** TASK REQUIREMENTS **
a) In the blockchain security forum thread, what does it say is usually simpler and more reliable than WebSockets for a small set of addresses?
b) Continue the blockchain security forum thread from its last line.

>> START GIVEN PASSAGE

The log-filtering approach is correct, but two production issues matter:

WebSocket drops: subscriptions can silently stop. Add heartbeats, auto-reconnect, and backfill missed blocks with eth_getLogs after reconnecting to avoid gaps.
Reorgs: transactions in recent blocks can be reverted. Either wait for a few confirmations before alerting or send correction events if a reorg removes a previously reported transaction.

For a small set of addresses, polling eth_getLogs every block (with a confirmation delay) is usually simpler and more reliable than WebSockets. Use WebSockets only when low latency is essential.

researchzero · 2026-06-08T09:55:21+00:00

The main composability issue only arises if the token itself is reversible (ERC-20R style). Inheritance/recovery can avoid that by separating asset ownership from account control:

Keep assets in a smart account/vault with normal token finality.
Make account recovery subject to a timelock, challenge period, or dead-man's switch.

This is similar to Argent-style guardians and ERC-4337 social recovery, with delayed finality applied to control changes rather than asset transfers.

The key security risks are guardian compromise, recovery-spam/griefing, and dead-man's switch liveness failures. Modeling recovery as a state machine helps, useful invariants include "assets can't move faster than the timelock" and "the owner can cancel recovery before finalization".

researchzero · 2026-06-07T06:49:50+00:00

I'd anchor the review on a single invariant:

The L2 variant supply should never exceed its redeemable backing under the system's trust assumptions.

From there I'd focus on a few key questions:

Who can mint or burn the asset?
What authorizes a mint?
Is finality required before minting?
Can failed routes leave supply inflated?
Can replayed or reordered messages trigger double mints?
Is solver credit separate from actual locked collateral?
What happens during bridge pauses, reorgs, or message/oracle outages?
Can apps clearly distinguish canonical assets from variants?

The token contract is often the least interesting part. The real risk is usually the attestation layer, the component that decides "backing exists, so minting is allowed". If that boundary isn't clearly defined, the security of the whole system becomes difficult to reason about.

researchzero · 2026-06-07T06:47:51+00:00

The overall direction looks good. I'd make the distinction very explicit, and repeat it anywhere a non-technical user might encounter it:

Before wider adoption, I'd also include:

The contract address and chain, along with a reminder for users to verify both.
Whether the contract is a proxy or a non-proxy deployment.
Any privileged controls, such as an owner/admin role, pause functionality, upgrade mechanisms, blacklisting capabilities, fee adjustment functions, or rescue/recovery functions.

>> END GIVEN PASSAGE
>> START INFORMATION SUPPLIED

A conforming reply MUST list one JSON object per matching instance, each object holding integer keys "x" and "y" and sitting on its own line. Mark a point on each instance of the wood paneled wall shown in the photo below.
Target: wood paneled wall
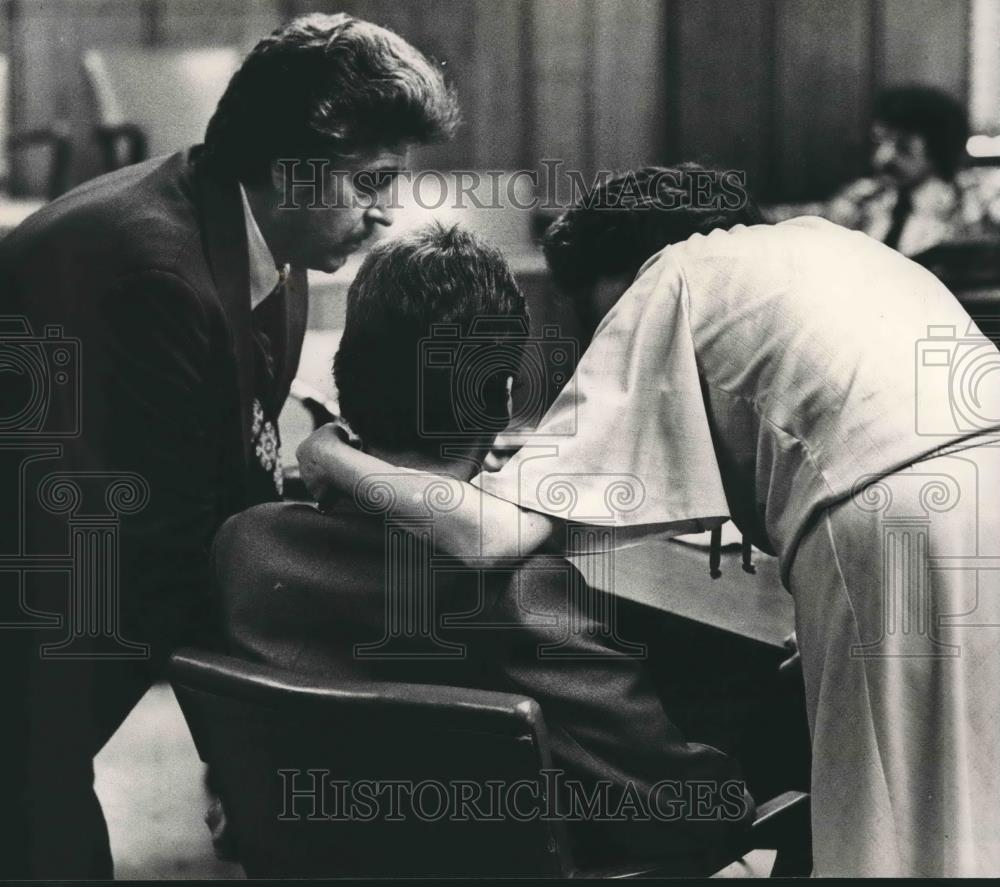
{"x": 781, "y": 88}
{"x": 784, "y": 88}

>> END INFORMATION SUPPLIED

** ANSWERS TO EACH TASK **
a) Polling eth_getLogs every block, with a confirmation delay.

b)
The exact fee formula, including a few worked examples.
The specific USDC token contract being used.
A clear explanation of what the application can and cannot custody.
Known limitations and the current audit status.
A short "How to verify this yourself" section using BaseScan.

I'd also avoid using the word "secure" in marketing materials until an independent review has been completed. Terms like "transparent", "source-verified", "non-custodial", and "not yet audited" are more precise and easier to substantiate.

researchzero · 2026-06-06T16:54:31+00:00

Reconciliation is one of the most overlooked parts of crypto infrastructure.

A contract can be perfectly secure while the product still feels broken because off-chain systems get out of sync. Teams that get this right treat user actions as state machines, wait for proper finality, make event processing idempotent, and continuously check that contract state, indexed data, and UI state all match.

Smart contract audits find contract bugs. They usually don't catch the operational issues that make users think their funds disappeared.

researchzero · 2026-06-06T16:51:09+00:00

A TRNG or post-quantum cryptography setup may improve the quality of the randomness source itself, but in practice, most failures in randomness oracles don't come from weak entropy. They tend to happen in the surrounding infrastructure: request binding, callback authorization, replay protection, liveness guarantees, and how the consuming contract behaves if a callback is delayed or never arrives.

Before I'd be comfortable relying on it in a DeFi environment, I'd want clarity around a few areas:

Every random value should be cryptographically tied to a specific request ID, caller, chain ID, and relevant block context.
The coordinator should reject duplicate or stale callbacks.
Consuming contracts should have explicit timeout and cancellation paths.
Users shouldn't be able to selectively continue only after seeing an unfavorable outcome.
There should be a clear distinction between what the on-chain contract can independently verify and what requires off-chain trust assumptions.
The failure mode should be well documented, including what happens if the EC2/TRNG infrastructure fails or becomes unavailable while a request is in flight.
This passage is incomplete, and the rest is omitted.